**WHAT THE EXERCISE ASKS**: Arrange the items, from the very first one through the line containing "[192,75,239,106]" inclusive, as a two-column CSV headed item and answer, with one row per item whose text and answer each sit in a single quoted field and any line breaks are replaced by spaces. Leave the pictures out.

**RECORD EXTRACTS**:
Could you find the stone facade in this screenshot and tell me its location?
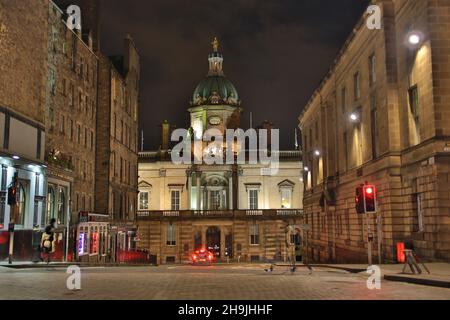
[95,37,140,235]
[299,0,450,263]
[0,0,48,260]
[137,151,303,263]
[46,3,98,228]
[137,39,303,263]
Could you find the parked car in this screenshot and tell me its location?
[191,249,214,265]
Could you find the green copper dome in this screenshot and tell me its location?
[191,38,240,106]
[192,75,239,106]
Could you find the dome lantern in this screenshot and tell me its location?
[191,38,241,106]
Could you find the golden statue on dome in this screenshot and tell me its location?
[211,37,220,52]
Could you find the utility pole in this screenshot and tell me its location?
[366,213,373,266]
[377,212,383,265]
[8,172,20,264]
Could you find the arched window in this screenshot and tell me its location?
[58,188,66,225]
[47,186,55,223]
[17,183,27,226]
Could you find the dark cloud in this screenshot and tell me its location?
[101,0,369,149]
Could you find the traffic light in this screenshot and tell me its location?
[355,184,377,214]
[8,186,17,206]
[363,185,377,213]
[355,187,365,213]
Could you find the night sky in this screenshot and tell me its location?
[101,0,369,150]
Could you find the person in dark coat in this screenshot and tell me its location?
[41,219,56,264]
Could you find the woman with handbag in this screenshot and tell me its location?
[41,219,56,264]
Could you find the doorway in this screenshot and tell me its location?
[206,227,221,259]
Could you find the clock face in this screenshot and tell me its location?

**RESPONSE TO THE EXERCISE**:
item,answer
"Could you find the stone facade in this screenshot and tell me its location?","[95,37,140,235] [299,0,450,263] [0,0,48,260] [137,151,303,263] [46,3,98,228] [137,39,303,263]"
"Could you find the parked car in this screenshot and tell me its location?","[191,249,214,265]"
"Could you find the green copper dome in this screenshot and tell me its location?","[191,38,240,106] [192,75,239,106]"